(QUOTED TEXT):
╭──
Fair Value of Financial Instruments

Fair value is the amount for which an asset could be exchanged, or a liability settled, between knowledgeable, willing parties in an arms' length transaction, and is usually determined by the quoted market price. The RBA's Australian dollar securities, foreign government securities, interest rate futures, foreign currency swap contracts and its shareholding in the Bank for International Settlements are carried in the balance sheet (and shown in this note) at fair value. The RBA's repurchase agreements, BIS deposits, cash and cash equivalents, notes on issue and deposit liabilities are carried in the balance sheet (and shown in this note) at face value, which is equivalent to their amortised cost using the effective interest method; this approximates fair value.

AASB 7 requires that the fair value of financial assets and liabilities be disclosed according to their accounting classification under AASB 139.

2011 $M 2010 $M
Assets accounted for under AASB 139    
At fair value through Profit or Loss 33,366 38,071
Loans and receivables 37,487 43,025
Available-for-sale 302 328
Assets accounted for under other standards 4,158 4,228
Total assets as at 30 June 75,313 85,652
Liabilities accounted for under AASB 139    
At fair value through Profit or Loss 1 7
Not at fair value through Profit or Loss 69,842 75,104
Liabilities accounted for under other standards 131 147
Total liabilities as at 30 June 69,974 75,258

AASB 7 also requires that financial assets and liabilities measured at fair value be disclosed according to their position in the fair value hierarchy. This hierarchy has three levels for financial instruments valued at fair value: Level 1 is based on quoted prices in active markets for identical assets; Level 2 is based on quoted prices or other observable market data not included in Level 1; while Level 3 valuations are based on inputs other than observable market data.
╰──
(WHAT IS ASKED):
1. List the financial items that the passage on fair value says are carried in the balance sheet at fair value.
2. Quote the passage on fair value from "Fair Value of Financial Instruments" to "approximates fair value.".
Rely solely on the passage on fair value above.

(DATASET EXTRACT):
╭──
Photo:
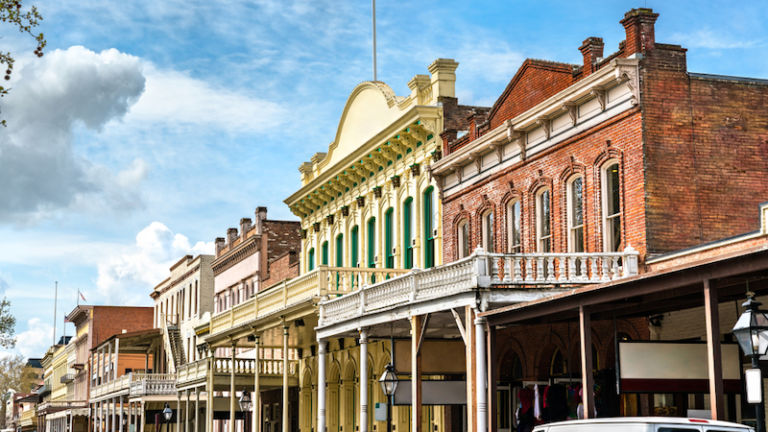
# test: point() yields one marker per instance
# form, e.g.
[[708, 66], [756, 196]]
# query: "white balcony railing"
[[482, 270]]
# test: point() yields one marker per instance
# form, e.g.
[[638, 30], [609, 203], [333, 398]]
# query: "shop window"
[[389, 244], [514, 227], [487, 231], [429, 228], [408, 233], [463, 238], [543, 221], [311, 260], [611, 207]]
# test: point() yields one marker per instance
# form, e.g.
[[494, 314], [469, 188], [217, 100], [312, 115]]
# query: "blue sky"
[[150, 127]]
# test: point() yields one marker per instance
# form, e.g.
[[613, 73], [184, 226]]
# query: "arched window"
[[311, 260], [611, 207], [543, 221], [430, 225], [389, 240], [514, 227], [488, 239], [462, 235], [575, 208], [408, 233]]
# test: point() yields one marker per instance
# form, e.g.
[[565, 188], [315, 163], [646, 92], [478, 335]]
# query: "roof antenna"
[[373, 9]]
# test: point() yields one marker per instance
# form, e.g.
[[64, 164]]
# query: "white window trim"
[[604, 201], [570, 212]]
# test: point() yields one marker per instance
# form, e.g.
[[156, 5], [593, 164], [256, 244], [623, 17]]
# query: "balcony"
[[197, 372], [481, 270], [311, 286]]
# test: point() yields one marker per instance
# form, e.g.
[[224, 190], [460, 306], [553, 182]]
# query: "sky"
[[150, 127]]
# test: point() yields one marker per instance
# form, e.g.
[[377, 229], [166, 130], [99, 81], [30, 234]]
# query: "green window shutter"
[[407, 243], [429, 238], [354, 246], [311, 258], [371, 242], [325, 252], [388, 239]]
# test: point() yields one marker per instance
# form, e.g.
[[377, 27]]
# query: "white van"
[[643, 424]]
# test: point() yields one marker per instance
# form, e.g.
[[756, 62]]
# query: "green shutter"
[[388, 222]]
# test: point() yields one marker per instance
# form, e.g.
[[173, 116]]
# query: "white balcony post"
[[481, 381], [320, 386], [363, 381]]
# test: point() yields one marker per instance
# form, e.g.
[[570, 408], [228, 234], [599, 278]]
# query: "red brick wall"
[[706, 153], [585, 154]]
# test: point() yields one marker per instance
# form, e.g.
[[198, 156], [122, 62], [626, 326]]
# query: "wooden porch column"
[[416, 327], [714, 355], [585, 347]]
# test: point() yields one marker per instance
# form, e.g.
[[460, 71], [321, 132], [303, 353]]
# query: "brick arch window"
[[610, 187]]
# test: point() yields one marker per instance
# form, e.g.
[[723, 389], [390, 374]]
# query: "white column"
[[363, 381], [320, 386], [255, 419], [285, 379], [480, 385]]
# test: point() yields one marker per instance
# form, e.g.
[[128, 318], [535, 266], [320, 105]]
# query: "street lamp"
[[751, 331], [245, 406], [167, 414], [388, 383]]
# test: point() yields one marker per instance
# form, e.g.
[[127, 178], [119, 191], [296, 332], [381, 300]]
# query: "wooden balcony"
[[306, 289]]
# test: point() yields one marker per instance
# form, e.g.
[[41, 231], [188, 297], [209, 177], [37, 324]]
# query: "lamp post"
[[388, 383], [751, 331], [167, 414], [245, 405]]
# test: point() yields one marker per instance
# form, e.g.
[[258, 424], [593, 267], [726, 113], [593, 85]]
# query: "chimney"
[[231, 235], [245, 226], [592, 50], [638, 23], [220, 242]]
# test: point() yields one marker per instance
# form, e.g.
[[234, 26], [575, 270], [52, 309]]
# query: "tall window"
[[463, 236], [429, 228], [311, 260], [514, 227], [575, 196], [543, 217], [408, 233], [340, 250], [371, 242], [388, 238], [354, 246], [611, 207], [487, 231]]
╰──
(SOLUTIONS FOR EACH TASK):
1.
- Australian dollar securities
- Foreign government securities
- Interest rate futures
- Foreign currency swap contracts
- The shareholding in the Bank for International Settlements

2.
Fair Value of Financial Instruments

Fair value is the amount for which an asset could be exchanged, or a liability settled, between knowledgeable, willing parties in an arms' length transaction, and is usually determined by the quoted market price. The RBA's Australian dollar securities, foreign government securities, interest rate futures, foreign currency swap contracts and its shareholding in the Bank for International Settlements are carried in the balance sheet (and shown in this note) at fair value. The RBA's repurchase agreements, BIS deposits, cash and cash equivalents, notes on issue and deposit liabilities are carried in the balance sheet (and shown in this note) at face value, which is equivalent to their amortised cost using the effective interest method; this approximates fair value.